INSTRUCTIONS TO FOLLOW
The lines to extract begin at the one containing "drop a point: the crowd in stands" and run to the end of the listing; set them down exactly and alone.

MATERIAL SHOWN
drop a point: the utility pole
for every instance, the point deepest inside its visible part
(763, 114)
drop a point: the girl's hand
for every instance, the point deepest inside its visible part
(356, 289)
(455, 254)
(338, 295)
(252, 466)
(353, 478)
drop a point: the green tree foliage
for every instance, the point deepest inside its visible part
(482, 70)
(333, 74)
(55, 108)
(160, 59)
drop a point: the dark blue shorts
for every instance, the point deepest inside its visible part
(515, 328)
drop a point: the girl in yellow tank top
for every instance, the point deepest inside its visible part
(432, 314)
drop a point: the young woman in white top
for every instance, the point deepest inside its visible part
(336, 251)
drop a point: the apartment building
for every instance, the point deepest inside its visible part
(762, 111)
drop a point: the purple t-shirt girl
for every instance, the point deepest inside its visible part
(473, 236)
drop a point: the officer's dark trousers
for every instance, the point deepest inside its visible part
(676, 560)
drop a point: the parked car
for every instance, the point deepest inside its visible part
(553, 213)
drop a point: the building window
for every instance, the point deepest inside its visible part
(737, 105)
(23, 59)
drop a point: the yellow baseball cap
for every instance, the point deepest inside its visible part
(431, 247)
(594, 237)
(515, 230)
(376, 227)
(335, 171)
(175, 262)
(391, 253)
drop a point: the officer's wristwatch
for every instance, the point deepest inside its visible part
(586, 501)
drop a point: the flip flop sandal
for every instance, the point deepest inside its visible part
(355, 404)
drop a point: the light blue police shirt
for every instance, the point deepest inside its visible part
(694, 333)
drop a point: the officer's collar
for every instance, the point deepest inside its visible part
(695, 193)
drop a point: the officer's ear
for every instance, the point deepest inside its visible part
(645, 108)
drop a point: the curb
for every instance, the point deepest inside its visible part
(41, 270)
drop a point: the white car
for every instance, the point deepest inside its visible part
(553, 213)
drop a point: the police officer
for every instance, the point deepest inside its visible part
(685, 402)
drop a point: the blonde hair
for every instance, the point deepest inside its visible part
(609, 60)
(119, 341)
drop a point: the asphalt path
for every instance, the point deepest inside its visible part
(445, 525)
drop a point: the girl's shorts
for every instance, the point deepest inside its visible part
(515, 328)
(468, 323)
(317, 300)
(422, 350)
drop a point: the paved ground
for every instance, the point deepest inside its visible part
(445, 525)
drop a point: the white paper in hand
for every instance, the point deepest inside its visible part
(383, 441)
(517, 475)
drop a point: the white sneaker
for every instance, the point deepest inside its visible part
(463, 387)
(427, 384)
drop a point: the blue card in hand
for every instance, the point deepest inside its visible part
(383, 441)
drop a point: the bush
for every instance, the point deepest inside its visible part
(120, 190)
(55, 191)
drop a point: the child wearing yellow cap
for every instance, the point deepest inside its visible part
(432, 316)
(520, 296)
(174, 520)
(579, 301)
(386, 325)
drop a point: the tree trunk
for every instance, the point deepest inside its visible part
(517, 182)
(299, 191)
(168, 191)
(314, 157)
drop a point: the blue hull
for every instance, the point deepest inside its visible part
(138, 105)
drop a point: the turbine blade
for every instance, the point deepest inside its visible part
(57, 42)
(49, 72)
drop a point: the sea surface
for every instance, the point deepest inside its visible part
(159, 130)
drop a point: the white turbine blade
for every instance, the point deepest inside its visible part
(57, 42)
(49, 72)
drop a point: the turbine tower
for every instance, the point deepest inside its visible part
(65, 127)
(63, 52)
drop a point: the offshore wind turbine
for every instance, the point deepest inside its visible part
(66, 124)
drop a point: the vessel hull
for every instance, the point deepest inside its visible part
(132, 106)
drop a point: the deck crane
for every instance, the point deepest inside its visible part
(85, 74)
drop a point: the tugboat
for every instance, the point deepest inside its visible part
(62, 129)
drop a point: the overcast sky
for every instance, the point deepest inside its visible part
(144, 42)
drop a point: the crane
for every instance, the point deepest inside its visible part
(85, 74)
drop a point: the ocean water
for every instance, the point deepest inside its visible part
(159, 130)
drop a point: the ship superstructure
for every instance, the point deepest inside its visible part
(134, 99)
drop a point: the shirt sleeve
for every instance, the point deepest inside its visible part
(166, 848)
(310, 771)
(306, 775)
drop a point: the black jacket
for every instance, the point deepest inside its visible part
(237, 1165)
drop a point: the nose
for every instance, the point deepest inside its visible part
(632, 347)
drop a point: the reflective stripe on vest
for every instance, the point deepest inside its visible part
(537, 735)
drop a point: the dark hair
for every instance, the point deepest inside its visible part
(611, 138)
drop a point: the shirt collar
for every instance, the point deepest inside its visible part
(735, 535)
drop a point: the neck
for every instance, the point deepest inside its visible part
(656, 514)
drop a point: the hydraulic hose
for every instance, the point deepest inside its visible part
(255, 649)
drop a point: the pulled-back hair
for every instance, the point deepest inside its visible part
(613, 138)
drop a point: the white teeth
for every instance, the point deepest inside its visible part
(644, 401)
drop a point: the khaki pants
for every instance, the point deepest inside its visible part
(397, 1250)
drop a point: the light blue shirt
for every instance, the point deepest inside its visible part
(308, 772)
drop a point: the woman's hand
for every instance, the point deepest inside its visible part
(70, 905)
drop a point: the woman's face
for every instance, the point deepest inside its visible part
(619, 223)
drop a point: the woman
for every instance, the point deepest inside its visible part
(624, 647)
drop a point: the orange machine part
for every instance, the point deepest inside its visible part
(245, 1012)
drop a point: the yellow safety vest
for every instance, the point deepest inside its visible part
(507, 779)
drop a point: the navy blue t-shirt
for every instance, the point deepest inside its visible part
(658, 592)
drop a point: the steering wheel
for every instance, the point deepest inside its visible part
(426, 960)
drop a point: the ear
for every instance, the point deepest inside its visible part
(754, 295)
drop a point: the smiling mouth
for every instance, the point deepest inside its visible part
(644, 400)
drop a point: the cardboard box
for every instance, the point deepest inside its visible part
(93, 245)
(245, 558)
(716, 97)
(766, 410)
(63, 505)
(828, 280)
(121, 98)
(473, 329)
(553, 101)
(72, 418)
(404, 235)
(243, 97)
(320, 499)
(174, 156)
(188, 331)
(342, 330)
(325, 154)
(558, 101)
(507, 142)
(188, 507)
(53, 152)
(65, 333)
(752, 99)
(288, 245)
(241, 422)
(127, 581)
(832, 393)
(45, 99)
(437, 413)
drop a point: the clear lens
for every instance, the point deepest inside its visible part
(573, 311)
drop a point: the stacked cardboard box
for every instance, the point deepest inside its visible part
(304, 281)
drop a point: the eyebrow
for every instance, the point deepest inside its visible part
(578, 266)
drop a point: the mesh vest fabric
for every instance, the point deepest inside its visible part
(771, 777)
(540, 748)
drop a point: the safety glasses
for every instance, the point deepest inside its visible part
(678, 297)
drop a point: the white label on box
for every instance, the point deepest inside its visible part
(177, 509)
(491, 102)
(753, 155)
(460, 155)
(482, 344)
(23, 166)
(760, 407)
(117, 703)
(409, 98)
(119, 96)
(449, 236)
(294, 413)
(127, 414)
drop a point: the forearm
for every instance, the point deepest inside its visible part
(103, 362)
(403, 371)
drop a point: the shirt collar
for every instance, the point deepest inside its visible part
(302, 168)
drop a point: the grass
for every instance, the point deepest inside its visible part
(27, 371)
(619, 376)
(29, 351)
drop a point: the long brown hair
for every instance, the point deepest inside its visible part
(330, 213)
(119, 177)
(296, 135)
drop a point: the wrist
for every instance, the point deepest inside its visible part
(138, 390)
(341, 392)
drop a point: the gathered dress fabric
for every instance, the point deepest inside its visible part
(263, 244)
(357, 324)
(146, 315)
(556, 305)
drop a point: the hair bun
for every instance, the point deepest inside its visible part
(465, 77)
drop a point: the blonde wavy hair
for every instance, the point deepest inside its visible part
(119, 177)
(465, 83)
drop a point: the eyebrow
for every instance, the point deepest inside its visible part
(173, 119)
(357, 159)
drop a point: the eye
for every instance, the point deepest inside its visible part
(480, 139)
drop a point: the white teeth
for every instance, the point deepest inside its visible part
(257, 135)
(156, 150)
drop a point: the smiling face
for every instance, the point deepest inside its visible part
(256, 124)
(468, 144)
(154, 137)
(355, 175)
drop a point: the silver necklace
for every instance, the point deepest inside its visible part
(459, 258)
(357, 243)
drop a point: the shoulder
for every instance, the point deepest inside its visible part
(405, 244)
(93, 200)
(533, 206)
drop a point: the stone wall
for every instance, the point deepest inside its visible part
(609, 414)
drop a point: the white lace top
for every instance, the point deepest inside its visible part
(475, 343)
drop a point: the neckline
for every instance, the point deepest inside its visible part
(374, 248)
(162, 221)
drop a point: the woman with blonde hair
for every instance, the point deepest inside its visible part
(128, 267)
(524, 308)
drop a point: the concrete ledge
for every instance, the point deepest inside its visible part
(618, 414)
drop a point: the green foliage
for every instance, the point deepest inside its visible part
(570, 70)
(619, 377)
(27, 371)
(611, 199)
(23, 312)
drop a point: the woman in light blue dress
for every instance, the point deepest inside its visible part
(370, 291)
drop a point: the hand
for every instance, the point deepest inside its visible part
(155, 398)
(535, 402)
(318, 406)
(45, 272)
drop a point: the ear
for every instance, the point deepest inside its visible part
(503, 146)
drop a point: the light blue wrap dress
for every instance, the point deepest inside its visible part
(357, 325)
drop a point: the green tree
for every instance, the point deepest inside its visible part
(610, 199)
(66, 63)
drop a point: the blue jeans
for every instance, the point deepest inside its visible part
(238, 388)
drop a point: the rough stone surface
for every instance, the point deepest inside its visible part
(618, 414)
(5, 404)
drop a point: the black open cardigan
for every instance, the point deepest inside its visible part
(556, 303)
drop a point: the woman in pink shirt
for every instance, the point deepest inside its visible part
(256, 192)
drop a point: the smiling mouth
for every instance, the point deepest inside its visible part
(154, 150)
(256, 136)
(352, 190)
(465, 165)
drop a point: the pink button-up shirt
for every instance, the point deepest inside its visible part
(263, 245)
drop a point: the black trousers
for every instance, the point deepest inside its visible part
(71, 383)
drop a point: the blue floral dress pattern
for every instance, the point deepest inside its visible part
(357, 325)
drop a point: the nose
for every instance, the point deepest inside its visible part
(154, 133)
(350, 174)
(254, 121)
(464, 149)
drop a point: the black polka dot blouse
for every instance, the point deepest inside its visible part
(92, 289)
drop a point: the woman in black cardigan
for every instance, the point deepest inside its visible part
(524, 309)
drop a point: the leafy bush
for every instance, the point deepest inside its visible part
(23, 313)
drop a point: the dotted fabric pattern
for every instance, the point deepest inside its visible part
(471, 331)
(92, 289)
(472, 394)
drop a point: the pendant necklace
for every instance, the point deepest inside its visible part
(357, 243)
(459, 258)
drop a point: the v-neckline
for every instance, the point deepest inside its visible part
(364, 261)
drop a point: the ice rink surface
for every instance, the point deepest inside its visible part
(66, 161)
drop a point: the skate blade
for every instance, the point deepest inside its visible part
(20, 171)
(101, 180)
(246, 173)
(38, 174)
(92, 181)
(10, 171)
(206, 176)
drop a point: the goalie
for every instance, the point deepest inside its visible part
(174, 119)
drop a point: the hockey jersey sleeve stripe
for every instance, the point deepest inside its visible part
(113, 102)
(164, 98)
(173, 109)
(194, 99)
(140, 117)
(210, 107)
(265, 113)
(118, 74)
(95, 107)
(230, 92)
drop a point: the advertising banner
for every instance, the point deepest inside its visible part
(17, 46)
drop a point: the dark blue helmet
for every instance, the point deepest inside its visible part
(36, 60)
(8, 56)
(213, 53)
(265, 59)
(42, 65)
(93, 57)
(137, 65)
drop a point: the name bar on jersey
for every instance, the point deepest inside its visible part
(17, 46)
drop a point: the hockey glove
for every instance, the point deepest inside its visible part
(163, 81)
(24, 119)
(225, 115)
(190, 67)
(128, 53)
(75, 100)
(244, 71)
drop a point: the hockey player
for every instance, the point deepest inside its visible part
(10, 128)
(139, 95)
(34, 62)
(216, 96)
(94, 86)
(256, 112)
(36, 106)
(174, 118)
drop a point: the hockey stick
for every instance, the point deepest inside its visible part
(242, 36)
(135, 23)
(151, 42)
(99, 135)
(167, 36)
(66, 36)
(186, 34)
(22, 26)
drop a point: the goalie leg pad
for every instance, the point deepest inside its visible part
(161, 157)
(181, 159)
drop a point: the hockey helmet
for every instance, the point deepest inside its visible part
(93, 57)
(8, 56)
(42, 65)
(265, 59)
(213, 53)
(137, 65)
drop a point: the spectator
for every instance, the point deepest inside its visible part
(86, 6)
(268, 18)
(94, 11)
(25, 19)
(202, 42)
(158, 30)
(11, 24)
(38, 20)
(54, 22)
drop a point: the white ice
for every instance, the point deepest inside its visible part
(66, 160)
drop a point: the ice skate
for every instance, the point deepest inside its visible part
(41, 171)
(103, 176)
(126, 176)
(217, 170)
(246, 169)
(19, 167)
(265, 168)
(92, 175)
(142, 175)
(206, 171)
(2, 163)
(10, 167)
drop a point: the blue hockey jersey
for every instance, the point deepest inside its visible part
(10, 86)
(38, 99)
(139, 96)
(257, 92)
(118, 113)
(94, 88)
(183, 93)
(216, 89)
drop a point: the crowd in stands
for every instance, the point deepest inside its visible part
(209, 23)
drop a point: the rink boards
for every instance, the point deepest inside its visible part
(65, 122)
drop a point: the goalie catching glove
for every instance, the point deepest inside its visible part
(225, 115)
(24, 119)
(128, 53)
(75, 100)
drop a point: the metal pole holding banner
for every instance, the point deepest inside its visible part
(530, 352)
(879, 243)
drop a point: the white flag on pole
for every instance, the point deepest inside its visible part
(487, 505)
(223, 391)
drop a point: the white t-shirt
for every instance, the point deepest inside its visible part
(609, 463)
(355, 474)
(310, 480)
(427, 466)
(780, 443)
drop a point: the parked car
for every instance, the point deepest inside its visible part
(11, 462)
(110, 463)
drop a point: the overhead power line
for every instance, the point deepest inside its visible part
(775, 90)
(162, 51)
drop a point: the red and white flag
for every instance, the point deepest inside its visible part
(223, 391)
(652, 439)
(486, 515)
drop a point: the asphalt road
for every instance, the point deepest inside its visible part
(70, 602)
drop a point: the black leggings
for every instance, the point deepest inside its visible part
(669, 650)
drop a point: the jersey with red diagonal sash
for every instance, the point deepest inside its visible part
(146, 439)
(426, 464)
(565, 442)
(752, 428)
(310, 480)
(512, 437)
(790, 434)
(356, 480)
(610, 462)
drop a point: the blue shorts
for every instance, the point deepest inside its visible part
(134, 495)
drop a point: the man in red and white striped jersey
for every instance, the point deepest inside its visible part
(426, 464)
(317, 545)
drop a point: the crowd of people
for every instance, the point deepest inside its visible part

EXERCISE SOLUTION
drop a point: the crowd in stands
for every instance, the point deepest inside its visible part
(209, 23)
drop a point: the rink boards
for every instance, the point deepest inside its visible part
(65, 122)
drop a point: the goalie catching glove
for every instance, the point deepest inside its visible part
(225, 115)
(24, 119)
(128, 53)
(75, 100)
drop a point: the metal pole holding banner
for every instance, the point deepest inside its visible part
(530, 352)
(879, 243)
drop a point: the white flag on pole
for every instance, the point deepest inside its visible part
(487, 505)
(223, 391)
drop a point: the white t-shirt
for every instance, the point deepest inside its visible part
(609, 463)
(355, 474)
(310, 480)
(427, 466)
(780, 443)
drop a point: the parked car
for every instance, the point deepest inside its visible part
(11, 462)
(110, 463)
drop a point: the overhead power line
for every instance, the point deepest inside its visible part
(775, 90)
(162, 51)
drop a point: the red and white flag
for every instance, the point deepest inside its visible part
(223, 391)
(652, 439)
(486, 515)
drop a point: the asphalt road
for every instance, the point deepest inside its visible part
(70, 602)
drop a point: the black leggings
for every instance, the point deepest inside its visible part
(669, 650)
drop a point: the jersey with red diagonal sash
for every instance, the point deepest inside its visible part
(146, 439)
(426, 464)
(565, 442)
(752, 428)
(310, 480)
(512, 437)
(790, 434)
(356, 480)
(610, 462)
drop a point: the blue shorts
for every instance, the point deepest inside its visible part
(134, 495)
drop a point: the man in red and white striped jersey
for every instance, the point deepest inside its visible part
(426, 464)
(317, 545)
drop a point: the crowd of people
for every instance, the point deepest inside its visible part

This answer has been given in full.